▸ Task details: With the pictures omitted, write out all of the listing exactly.

========================================================================

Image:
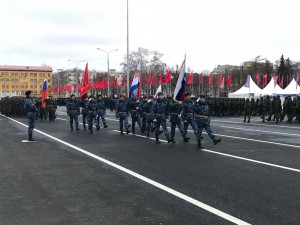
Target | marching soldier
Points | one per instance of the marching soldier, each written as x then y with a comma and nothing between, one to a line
31,111
160,111
73,111
122,113
101,112
201,111
175,119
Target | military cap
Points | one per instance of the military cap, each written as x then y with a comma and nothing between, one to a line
28,93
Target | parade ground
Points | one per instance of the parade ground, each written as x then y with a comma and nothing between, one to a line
74,177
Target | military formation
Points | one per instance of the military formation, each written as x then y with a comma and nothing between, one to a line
151,114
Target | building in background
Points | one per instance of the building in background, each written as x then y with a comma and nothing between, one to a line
16,80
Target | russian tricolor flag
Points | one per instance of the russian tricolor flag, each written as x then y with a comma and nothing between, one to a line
180,86
44,93
135,85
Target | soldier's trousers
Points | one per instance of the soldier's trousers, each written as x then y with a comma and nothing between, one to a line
123,121
102,116
204,123
161,121
177,123
73,117
91,118
31,122
190,121
135,118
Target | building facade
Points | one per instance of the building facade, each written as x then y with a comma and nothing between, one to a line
16,80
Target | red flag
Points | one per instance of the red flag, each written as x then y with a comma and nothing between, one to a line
154,79
265,79
275,77
160,78
85,85
190,79
257,79
201,78
220,79
281,82
229,79
168,77
210,81
44,93
115,83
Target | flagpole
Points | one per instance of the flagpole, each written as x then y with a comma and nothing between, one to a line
127,52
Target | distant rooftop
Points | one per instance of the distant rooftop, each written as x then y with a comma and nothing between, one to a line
26,68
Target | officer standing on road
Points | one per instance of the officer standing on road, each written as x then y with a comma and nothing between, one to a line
122,113
160,110
101,112
31,111
175,119
201,111
73,110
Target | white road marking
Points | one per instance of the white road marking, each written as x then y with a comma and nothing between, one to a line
254,124
263,131
147,180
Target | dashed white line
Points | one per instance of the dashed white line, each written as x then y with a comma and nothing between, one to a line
147,180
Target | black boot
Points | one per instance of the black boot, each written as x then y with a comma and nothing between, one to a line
157,140
216,141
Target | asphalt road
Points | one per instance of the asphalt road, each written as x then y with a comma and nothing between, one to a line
251,177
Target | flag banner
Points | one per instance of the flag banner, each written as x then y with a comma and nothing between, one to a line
190,79
247,84
168,77
210,81
201,78
257,79
180,85
135,85
281,82
220,79
229,79
275,77
265,79
157,91
154,79
85,85
44,93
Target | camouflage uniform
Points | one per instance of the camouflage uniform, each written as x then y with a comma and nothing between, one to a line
31,110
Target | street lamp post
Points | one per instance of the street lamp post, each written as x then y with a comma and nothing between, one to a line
76,63
107,54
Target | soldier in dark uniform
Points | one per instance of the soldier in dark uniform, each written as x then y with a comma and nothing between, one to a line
187,114
73,110
101,112
122,113
247,110
202,118
51,107
175,118
160,109
31,111
92,110
134,108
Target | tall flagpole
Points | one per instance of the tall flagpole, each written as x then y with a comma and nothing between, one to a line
127,53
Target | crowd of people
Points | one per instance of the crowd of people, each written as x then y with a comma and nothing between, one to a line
151,114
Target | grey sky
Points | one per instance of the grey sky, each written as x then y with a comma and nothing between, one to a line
210,32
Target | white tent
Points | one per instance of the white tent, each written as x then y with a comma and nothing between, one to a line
292,89
246,92
272,89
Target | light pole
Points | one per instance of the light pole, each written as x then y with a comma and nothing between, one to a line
107,54
76,68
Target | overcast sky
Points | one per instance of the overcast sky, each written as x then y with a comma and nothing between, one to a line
211,32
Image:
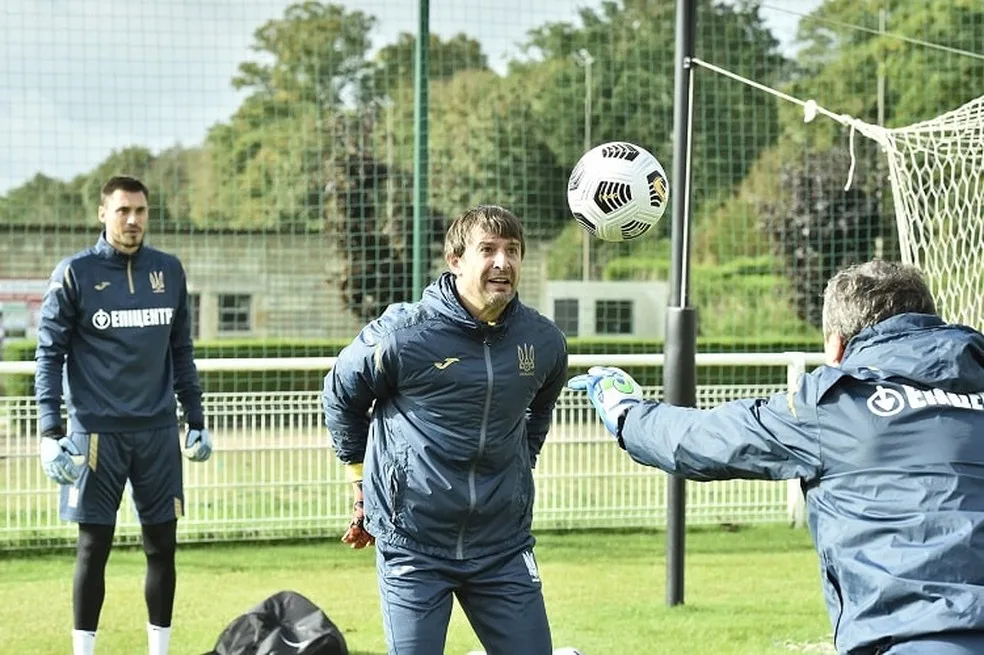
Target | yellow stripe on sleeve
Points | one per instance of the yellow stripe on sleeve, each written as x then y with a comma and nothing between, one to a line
353,472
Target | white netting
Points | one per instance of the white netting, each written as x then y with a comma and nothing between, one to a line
936,171
936,168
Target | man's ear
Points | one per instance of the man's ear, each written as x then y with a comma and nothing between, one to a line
454,263
833,349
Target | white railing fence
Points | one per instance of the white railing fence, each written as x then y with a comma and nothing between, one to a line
273,474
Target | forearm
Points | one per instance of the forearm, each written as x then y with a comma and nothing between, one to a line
187,385
48,392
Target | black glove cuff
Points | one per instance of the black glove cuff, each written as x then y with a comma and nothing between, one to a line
618,431
56,432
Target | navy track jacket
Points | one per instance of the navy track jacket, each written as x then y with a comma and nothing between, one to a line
461,411
890,449
119,327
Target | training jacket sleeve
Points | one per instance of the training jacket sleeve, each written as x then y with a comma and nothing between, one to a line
540,411
364,372
186,383
773,439
57,321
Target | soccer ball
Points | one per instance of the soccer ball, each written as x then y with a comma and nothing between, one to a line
618,191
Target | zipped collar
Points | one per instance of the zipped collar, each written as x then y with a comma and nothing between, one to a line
104,249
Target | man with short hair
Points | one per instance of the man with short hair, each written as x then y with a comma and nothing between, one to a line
888,440
115,326
446,403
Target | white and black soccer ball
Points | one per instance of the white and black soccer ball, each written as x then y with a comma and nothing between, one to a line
618,191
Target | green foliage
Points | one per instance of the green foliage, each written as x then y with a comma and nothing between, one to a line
394,63
44,201
632,82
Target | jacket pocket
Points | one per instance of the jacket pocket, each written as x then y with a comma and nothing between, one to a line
394,492
835,598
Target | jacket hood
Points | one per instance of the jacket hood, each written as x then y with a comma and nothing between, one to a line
442,296
921,348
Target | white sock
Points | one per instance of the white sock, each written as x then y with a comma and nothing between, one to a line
158,639
83,642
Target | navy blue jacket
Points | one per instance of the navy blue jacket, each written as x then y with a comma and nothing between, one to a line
461,411
890,449
119,327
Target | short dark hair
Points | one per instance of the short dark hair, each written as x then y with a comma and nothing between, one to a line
124,183
862,295
492,218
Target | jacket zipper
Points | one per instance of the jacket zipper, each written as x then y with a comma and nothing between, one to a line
129,273
482,434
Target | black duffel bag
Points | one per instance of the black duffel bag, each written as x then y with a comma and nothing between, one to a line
286,623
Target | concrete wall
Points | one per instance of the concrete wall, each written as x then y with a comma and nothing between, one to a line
292,278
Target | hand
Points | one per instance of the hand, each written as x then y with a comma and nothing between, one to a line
356,536
198,444
612,392
61,459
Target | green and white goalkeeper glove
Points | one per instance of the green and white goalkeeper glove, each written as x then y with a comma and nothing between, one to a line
612,392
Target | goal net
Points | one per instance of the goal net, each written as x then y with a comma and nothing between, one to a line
936,169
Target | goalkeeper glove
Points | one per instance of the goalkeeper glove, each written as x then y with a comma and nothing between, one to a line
198,444
61,458
612,392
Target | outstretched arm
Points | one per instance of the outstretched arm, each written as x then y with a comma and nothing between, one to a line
751,438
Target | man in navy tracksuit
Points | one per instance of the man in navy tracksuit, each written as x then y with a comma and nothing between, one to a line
888,440
115,336
446,404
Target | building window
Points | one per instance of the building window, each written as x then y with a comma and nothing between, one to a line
565,315
613,317
194,311
235,314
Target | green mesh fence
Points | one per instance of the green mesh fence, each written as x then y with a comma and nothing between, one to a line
278,141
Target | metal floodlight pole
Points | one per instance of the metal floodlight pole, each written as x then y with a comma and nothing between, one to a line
680,367
584,58
420,107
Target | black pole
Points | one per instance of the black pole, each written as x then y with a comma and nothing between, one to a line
680,368
421,104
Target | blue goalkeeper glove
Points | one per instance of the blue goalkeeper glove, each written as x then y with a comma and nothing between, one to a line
612,391
61,458
198,444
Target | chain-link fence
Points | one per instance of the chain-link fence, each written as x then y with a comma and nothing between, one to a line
278,142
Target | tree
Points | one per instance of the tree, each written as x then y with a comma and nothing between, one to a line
817,227
631,46
393,66
369,220
265,168
45,201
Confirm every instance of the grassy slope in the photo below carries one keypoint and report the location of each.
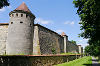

========================================================================

▸ Finished task:
Image:
Target | marching soldier
Points | one per instance of the marching soldier, each written as x then y with a comma and nothing between, one to a line
31,111
160,111
73,111
122,113
101,112
201,111
175,119
Target | military cap
Points | one per instance of the military cap, each written as x then y with a comma and nothing between, one to a line
28,93
Target | parade ground
Points | one per instance of the parade ground, each written as x then y with a comma and nothing between, one to a line
74,177
Target | military formation
Points | one per instance of the military formation, each written as x then y with a comma and nothing between, one to a line
151,114
Target | building in background
Points | one per instance of the building in background, each written as x then y with a comma and nothing between, one to a line
16,80
Target | russian tricolor flag
Points | one per instance of the russian tricolor flag, each written as x then y with a comma and nothing between, one to a line
180,86
44,93
135,85
Target | soldier's trousers
Points | one per instance of the soldier's trousers, each written as x then y with a comma and nothing between, one to a line
123,121
102,116
204,123
161,121
177,123
73,117
91,118
31,122
190,121
135,118
Target | building facade
Points | one per instance of the building facade, each written as x then y with a comma and nothing between, one to a line
16,80
Target | red flag
Points | one per instance of the red flag, each written as x then y with a comma and nothing between, one to a line
154,79
265,79
275,77
160,78
85,85
190,79
257,79
201,78
220,79
281,82
229,79
168,77
210,81
44,93
115,83
Target | flagpole
Points | one per instance of the flagpole, each written as x then y with a comma and nothing between, one to a line
127,52
Target | distant rooftop
Points | one per instance of the distant rooftop, each written as x then y with a comma and nothing between, one to a line
26,68
Target | officer standing on road
Points | one per instance of the officer standing on road, each written as x then y with a comma and nothing between, one to a line
122,113
160,110
101,112
31,111
175,119
201,111
73,110
Target | white road marking
Points | one per instance of the white road marking, each written as x then y with a comma and nothing between, one to a line
254,124
263,131
147,180
Target | dashed white line
Points | one per instance of the dashed white line, each written as x then y with a comma and nothing between, one to a line
147,180
Target | black boot
Points | one per instance of the black boot, each written as x then y with a comma and nothing between, one to a line
157,140
216,141
Target | asphalt road
Points | one per instance of the asphalt road, each written as x then y with a comma and nothing between, one to a line
251,177
Target | flag banner
Points | one per instance of the flag banner, each written as x then y with a comma and nothing between, one to a line
190,79
247,84
168,77
210,81
201,78
257,79
180,85
135,85
281,82
220,79
229,79
275,77
265,79
157,91
154,79
85,85
44,93
Target | camouflage uniform
Points | one per instance of the camouflage uniform, each written as x then y with a comma and nothing between, one to a line
31,110
Target | street lamp post
Points | one per instance of the street lamp post, each written as x then y with a comma and nothing between, one to a line
76,63
107,54
Target | soldier in dark uniform
Points | one per instance of the soldier in dark uniform, each written as x then y with a comma and nothing between, one to a line
187,114
73,110
101,112
122,113
247,110
202,118
51,107
175,118
160,109
31,111
92,110
134,108
Target | tall flagpole
Points | one per instance of the tall flagpole, each written as x then y with a comma and nothing between, one to a line
127,53
Target | crowd of people
Points | one per instance of the crowd of people, each written as x then y with a comma and nothing between, one to a line
151,114
Target | grey sky
Points | one per instance of the grey sky, each written as x then y with a comma and nothing between, one to a line
210,32
Target | white tent
Points | one per instance of the white tent, each written as x then y with a comma and nothing between, one to a line
292,89
246,92
272,89
Target | light pole
Points | one per instance of the light pole, each written as x then y with a comma and nothing between, one to a line
107,54
76,68
Target | overcast sky
Points | one per instance of the overcast sky, each written as x then y with a comma and nothing between, one to a line
211,32
Image:
Target | yellow stripe on sleeve
Points | one per instance of the yellow stripe on sleeve, each written as x then y with a comma and nothing between, one to a line
353,472
Target | white netting
Points | one per instance of the white netting, each written as x then y with a comma and nothing between, one to a line
936,171
936,168
Target | man's ear
Points | one per instance of the man's ear, each written as x then y with a comma and nothing between, one to a line
454,263
833,349
Target | white railing fence
Points | one per instance of the white railing fence, each written as x then y with a comma and nothing between, one to a line
273,474
Target | forearm
Points | one per instance of the forearm, each written as x then y with a comma and nothing between, one to a line
187,385
48,392
Target | black glove cuff
Points | one per instance of the black glove cuff, each written as x then y with a comma and nothing between, one to a line
618,431
56,432
Target | navy track jacket
Points | one per instance of the navy track jacket, each written as x then y with a comma and nothing between, one to a line
461,411
890,449
119,327
Target | training jacket sleeve
Points | one per instance of the training jacket sleeve, each written as x then y with a comma and nothing between, one to a line
540,411
364,372
186,383
773,439
57,321
Target | soccer ball
Points | one per instance of the soccer ball, each written as x then y with a comma and nothing between, one to a line
618,191
Target | zipped collar
Points | one per instance of the zipped collar, each written as x then y with a comma and nothing between, one to a line
104,249
Target | man with short hair
Points | one per instance of the man with short hair, each written as x then y with a comma and nothing between, one to a line
888,440
115,326
446,403
Target | white and black soccer ball
Points | one per instance of the white and black soccer ball, each written as x then y with a comma and nothing between, one to a line
618,191
Target | green foliage
Points | one per instance of the green foliage, each written as x then y with a comma and nothing between, one to a line
394,63
44,201
632,82
Target | jacket pocket
Points | one per instance of the jacket pocket, each written as x then y with a comma and nothing between, one to a line
394,492
835,598
Target | jacket hood
Points | one per instance of the jacket hood, each written as x then y with a comma and nothing between, one to a line
442,296
921,348
Target | white sock
Points | one per instance of the white sock, each written as x then y with a comma and nothing between, one to a line
158,639
83,642
Target | navy blue jacket
Points | one per instance of the navy blue jacket, each written as x then y with a comma and nothing between, one to a line
461,411
890,449
119,327
Target | short dark hair
Points | one per instance of the short dark hair, each written as x then y with a comma and nothing between, one to a line
124,183
862,295
492,218
Target | jacket zipper
Points | one per instance of the jacket zipper, each written as x then y with a comma and nothing between, one to a line
129,273
482,434
Target | black duffel bag
Points | one per instance of the black duffel bag, each written as x then y with a comma and nothing between, one to a line
286,623
Target | concrete wall
Points | one per instance of the concrete wall, each written as x then y with a comma and nothing between, one to a line
292,278
Target | hand
Points | one per instance of the hand, each written as x then y with a comma and nothing between, one to a line
356,536
198,444
612,392
61,459
Target | green and white goalkeeper glove
Points | one per instance of the green and white goalkeeper glove, each written as x then y with a comma and nothing between, one to a line
612,392
Target | goal net
Points | one per instance of the goal net, each written as x then y with a comma and nothing between, one to a line
936,169
Target | goalkeeper glove
Points | one per instance of the goalkeeper glove, each written as x then y with a comma and nothing between, one to a line
198,444
61,458
612,392
Target | outstretched arm
Points | one per instance of the outstretched arm, each written as x then y with a comma and nothing between, one to a line
751,438
Target | man in navy tracksuit
Points | one per instance of the man in navy tracksuit, each written as x then y with a comma and nothing between, one to a line
888,440
115,336
446,404
Target | building window
Points | one per instance of the building window, each written as x then y with a comma and nothing between, one to a line
565,315
613,317
194,311
235,314
Target | green mesh fence
Points | one per instance of the green mesh fence, each written as x then y with a comma and nothing between, one to a line
278,141
Target | metal floodlight pole
Points | one per instance of the metal floodlight pole, each written as x then y with a comma and nothing between, one to a line
680,367
584,58
420,107
Target | black pole
Points | one per instance of the black pole, each written as x then y with a comma and nothing between, one to a line
680,368
421,104
Target | blue goalkeeper glove
Points | one per instance of the blue goalkeeper glove, each written as x then y with a comma and nothing between, one to a line
612,391
61,458
198,444
Target | chain-link fence
Points | one per instance of the chain-link fence, each written as x then y with a comma and nothing between, one to a line
278,142
Target | tree
Points | one per instance of the tree, each written as x then y with a comma and nothing between, one to a line
817,227
631,46
393,66
369,220
265,168
45,201
Confirm every instance of the grassy slope in the photo below carries one keypoint and report the location of each.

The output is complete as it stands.